[WRITTEN TASK]
How many lines in the items below contain the string "stem"? Reply with the number alone.

◇ ◇ ◇ ◇ ◇ ◇ ◇

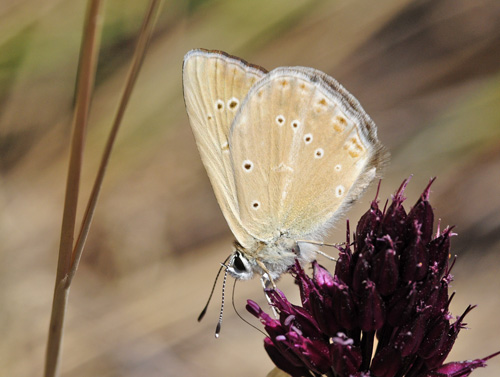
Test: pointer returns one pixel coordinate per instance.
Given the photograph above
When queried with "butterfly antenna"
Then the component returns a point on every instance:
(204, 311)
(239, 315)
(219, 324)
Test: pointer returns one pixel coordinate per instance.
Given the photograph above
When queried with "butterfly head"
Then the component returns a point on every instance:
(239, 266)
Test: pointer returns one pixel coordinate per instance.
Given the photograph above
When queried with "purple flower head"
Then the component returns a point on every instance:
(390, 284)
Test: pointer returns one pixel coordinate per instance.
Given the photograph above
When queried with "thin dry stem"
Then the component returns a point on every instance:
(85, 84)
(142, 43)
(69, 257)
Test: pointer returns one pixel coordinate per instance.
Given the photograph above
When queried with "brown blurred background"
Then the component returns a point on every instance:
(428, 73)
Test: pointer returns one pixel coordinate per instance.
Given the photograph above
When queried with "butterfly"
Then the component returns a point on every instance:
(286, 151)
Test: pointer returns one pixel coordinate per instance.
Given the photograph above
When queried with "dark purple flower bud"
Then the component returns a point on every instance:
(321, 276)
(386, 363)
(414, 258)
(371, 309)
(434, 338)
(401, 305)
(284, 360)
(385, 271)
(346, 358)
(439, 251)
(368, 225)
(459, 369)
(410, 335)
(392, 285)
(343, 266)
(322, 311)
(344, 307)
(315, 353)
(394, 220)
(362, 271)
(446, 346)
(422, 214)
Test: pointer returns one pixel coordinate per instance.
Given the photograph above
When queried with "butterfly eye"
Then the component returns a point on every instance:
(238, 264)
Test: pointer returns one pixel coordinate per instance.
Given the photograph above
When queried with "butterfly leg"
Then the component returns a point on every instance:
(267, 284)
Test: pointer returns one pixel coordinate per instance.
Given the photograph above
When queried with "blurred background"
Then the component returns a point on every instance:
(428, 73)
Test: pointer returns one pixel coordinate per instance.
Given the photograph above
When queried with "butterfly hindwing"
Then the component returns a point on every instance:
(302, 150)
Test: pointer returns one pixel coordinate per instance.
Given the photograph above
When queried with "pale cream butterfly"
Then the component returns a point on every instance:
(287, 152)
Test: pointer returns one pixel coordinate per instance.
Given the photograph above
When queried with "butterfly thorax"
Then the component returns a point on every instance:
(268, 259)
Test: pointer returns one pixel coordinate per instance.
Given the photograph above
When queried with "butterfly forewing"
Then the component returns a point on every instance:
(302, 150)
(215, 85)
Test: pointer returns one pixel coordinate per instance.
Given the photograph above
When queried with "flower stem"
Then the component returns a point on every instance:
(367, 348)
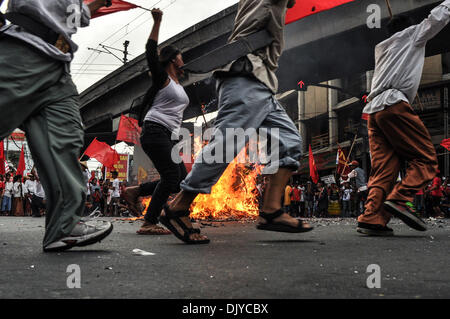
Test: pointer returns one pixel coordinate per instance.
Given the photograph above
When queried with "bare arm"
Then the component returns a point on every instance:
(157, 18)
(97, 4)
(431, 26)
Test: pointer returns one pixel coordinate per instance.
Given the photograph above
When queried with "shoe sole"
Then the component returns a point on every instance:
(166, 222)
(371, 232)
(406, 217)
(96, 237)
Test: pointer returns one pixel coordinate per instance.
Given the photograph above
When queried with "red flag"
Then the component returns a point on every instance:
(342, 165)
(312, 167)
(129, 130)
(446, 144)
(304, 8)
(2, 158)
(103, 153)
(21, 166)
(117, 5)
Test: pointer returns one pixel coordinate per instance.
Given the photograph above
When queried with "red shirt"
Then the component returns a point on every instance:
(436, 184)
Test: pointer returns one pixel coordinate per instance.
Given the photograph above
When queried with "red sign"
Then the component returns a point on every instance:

◇ ◇ ◇ ◇ ◇ ◇ ◇

[SOLUTION TO THIS PROBLEM]
2